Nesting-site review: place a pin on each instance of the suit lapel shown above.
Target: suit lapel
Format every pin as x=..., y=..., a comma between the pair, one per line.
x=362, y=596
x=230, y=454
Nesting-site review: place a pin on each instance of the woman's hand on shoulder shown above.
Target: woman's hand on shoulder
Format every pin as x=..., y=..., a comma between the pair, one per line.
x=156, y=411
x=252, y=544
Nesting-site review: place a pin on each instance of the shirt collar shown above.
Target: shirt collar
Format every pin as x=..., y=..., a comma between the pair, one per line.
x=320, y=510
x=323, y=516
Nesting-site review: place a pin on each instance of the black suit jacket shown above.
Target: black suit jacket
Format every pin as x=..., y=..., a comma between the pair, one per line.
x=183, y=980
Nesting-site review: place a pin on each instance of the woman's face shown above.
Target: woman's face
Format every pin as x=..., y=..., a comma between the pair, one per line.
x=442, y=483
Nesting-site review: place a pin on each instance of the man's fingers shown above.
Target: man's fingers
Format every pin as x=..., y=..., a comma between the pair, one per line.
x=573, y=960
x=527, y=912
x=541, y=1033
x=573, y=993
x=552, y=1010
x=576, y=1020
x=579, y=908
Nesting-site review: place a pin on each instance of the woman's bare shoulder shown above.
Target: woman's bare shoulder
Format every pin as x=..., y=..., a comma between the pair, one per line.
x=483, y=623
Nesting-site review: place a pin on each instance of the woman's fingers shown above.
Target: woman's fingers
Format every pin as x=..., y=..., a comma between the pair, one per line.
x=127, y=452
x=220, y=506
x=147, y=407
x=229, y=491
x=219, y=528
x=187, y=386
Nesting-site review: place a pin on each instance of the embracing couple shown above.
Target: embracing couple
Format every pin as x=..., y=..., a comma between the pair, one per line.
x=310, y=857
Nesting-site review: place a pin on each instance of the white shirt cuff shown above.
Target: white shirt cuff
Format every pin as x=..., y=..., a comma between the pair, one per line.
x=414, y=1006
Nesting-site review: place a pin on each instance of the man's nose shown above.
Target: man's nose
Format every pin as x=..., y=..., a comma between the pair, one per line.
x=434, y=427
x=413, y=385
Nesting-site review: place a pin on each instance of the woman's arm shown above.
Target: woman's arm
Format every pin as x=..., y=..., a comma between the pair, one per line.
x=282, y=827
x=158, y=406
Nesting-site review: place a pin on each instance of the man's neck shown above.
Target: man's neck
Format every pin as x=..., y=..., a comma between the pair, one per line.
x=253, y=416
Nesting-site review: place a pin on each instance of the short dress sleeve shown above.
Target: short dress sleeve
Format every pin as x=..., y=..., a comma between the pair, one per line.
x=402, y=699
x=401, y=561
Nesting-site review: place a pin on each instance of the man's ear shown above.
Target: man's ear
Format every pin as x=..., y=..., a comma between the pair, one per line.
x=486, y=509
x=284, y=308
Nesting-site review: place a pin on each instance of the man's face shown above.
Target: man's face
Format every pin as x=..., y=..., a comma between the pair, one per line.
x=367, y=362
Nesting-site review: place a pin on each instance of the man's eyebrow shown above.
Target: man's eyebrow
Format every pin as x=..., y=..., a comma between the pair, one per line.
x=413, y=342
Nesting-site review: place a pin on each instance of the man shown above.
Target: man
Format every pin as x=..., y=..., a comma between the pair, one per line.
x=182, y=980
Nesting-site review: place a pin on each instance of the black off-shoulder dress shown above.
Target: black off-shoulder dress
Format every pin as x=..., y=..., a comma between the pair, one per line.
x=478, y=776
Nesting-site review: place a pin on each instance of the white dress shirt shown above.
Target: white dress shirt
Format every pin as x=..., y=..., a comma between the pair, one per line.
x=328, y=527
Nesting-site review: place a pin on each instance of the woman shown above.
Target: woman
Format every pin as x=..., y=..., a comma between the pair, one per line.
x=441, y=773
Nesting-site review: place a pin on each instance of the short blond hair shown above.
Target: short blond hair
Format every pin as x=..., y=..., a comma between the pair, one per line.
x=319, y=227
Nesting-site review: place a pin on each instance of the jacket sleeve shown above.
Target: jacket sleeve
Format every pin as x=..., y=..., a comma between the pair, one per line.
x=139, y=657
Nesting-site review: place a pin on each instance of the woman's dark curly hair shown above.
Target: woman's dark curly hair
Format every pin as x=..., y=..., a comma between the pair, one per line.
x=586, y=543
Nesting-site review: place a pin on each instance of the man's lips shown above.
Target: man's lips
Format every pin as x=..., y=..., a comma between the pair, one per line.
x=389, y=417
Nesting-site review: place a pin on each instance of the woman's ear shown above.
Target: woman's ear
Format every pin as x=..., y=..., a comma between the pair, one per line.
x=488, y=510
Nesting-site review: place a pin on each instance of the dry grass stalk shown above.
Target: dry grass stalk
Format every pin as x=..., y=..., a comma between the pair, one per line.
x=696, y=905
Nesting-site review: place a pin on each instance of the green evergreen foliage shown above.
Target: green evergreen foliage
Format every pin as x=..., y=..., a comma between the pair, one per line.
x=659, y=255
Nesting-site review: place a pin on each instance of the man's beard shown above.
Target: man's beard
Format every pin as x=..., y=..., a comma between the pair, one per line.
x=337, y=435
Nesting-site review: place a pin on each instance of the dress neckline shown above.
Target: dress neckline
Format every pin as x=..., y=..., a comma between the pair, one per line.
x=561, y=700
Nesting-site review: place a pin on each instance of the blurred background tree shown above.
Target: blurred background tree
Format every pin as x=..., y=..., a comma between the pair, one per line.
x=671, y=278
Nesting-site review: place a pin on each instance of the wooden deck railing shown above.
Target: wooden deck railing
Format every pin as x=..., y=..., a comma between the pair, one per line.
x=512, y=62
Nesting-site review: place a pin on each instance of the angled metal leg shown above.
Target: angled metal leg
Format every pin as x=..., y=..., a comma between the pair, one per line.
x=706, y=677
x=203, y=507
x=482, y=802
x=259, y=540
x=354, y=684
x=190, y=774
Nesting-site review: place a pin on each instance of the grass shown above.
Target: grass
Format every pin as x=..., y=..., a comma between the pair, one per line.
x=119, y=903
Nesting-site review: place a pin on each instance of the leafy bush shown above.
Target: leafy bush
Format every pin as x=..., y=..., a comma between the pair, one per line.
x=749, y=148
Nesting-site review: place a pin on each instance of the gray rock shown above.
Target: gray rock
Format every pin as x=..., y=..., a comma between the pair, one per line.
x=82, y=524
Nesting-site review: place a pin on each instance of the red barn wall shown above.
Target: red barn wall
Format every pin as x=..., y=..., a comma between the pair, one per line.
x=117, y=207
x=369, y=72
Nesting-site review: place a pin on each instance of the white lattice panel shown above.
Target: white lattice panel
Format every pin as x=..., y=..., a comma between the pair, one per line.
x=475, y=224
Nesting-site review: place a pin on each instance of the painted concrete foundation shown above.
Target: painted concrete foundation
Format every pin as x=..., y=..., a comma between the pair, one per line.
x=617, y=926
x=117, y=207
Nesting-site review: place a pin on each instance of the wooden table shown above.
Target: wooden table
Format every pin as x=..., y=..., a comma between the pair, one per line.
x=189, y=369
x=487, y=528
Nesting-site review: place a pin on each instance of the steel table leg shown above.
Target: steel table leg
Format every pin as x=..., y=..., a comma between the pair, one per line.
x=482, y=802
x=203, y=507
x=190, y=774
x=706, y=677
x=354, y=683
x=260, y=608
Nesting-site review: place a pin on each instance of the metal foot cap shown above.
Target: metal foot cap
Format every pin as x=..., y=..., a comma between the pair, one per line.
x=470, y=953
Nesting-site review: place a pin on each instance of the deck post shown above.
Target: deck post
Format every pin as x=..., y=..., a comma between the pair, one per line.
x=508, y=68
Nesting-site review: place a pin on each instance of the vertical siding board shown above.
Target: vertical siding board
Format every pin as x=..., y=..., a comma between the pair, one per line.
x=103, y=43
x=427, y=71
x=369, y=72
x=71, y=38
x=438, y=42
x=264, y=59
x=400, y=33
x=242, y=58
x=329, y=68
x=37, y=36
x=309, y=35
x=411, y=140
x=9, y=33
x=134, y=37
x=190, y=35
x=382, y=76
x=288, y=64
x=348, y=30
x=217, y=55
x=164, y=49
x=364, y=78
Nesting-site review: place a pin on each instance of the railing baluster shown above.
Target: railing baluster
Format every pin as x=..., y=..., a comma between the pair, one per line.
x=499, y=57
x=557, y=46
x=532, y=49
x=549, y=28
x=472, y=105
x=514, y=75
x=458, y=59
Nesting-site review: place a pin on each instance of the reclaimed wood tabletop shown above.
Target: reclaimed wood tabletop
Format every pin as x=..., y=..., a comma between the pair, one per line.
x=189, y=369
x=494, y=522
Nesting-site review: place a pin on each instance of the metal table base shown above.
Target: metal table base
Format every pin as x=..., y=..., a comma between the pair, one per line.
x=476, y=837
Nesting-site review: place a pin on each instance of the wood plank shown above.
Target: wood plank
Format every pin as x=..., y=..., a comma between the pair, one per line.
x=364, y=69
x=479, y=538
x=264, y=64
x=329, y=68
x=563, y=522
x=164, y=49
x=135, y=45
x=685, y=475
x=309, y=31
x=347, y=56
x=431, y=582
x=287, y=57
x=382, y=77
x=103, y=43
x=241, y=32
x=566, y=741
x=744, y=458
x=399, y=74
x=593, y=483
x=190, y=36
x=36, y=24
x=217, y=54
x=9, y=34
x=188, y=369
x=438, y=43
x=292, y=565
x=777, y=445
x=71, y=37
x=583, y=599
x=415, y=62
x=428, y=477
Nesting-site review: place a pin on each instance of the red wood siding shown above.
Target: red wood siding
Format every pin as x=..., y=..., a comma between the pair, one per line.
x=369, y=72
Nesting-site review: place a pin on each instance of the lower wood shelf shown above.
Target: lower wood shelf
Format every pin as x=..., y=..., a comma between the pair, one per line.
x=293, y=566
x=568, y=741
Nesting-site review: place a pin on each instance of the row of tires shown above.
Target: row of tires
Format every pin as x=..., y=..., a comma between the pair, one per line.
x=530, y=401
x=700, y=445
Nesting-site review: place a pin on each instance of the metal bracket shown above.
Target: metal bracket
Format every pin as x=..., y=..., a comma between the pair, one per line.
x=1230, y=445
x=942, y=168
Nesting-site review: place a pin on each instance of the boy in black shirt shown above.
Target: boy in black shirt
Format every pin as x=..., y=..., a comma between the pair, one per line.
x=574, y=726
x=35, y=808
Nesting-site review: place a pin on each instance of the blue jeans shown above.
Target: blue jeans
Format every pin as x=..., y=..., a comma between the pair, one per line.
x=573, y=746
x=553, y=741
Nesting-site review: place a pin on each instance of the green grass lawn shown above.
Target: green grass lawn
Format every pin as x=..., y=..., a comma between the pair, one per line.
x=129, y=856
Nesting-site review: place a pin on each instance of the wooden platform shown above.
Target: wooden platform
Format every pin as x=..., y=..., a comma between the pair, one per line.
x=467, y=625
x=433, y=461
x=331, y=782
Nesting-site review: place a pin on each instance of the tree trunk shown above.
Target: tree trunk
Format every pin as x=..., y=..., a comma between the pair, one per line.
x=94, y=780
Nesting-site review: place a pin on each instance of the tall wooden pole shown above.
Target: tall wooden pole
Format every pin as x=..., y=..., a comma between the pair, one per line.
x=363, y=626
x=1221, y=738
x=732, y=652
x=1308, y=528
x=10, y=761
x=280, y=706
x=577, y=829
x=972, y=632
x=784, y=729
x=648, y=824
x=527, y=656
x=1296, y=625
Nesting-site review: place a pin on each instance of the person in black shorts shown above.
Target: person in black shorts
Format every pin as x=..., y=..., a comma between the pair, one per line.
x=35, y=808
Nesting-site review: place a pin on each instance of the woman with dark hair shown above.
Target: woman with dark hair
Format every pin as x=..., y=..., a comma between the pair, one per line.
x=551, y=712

# [Set exercise]
Rewrite the lines starting at the line containing "the man's fingers shown above." and ending at the line containing "x=187, y=386" as a Markdown table with the columns Row and Entry, numbering each line and omitting blank lines.

# [The answer]
| Row | Entry |
|---|---|
| 1 | Nesting-site review: place a pin on each instance of the man's fingers shown above. |
| 2 | Target: man's fingers |
| 3 | Format every pin as x=..., y=..., a comma between the pair, one per line. |
| 4 | x=573, y=960 |
| 5 | x=527, y=912 |
| 6 | x=541, y=1033 |
| 7 | x=573, y=993 |
| 8 | x=552, y=1010 |
| 9 | x=576, y=1020 |
| 10 | x=579, y=908 |
| 11 | Nesting-site review: place a pin on each instance of the woman's bare shoulder shown above. |
| 12 | Target: woman's bare shoulder |
| 13 | Format every pin as x=..., y=..., a comma between the pair, one per line. |
| 14 | x=483, y=623 |
| 15 | Nesting-site review: place a pin on each instance of the woman's fingers shown above. |
| 16 | Target: woman's fingers |
| 17 | Format every pin as x=..., y=..., a comma between the pair, one per line. |
| 18 | x=127, y=452 |
| 19 | x=220, y=506 |
| 20 | x=147, y=407 |
| 21 | x=229, y=491 |
| 22 | x=219, y=528 |
| 23 | x=187, y=386 |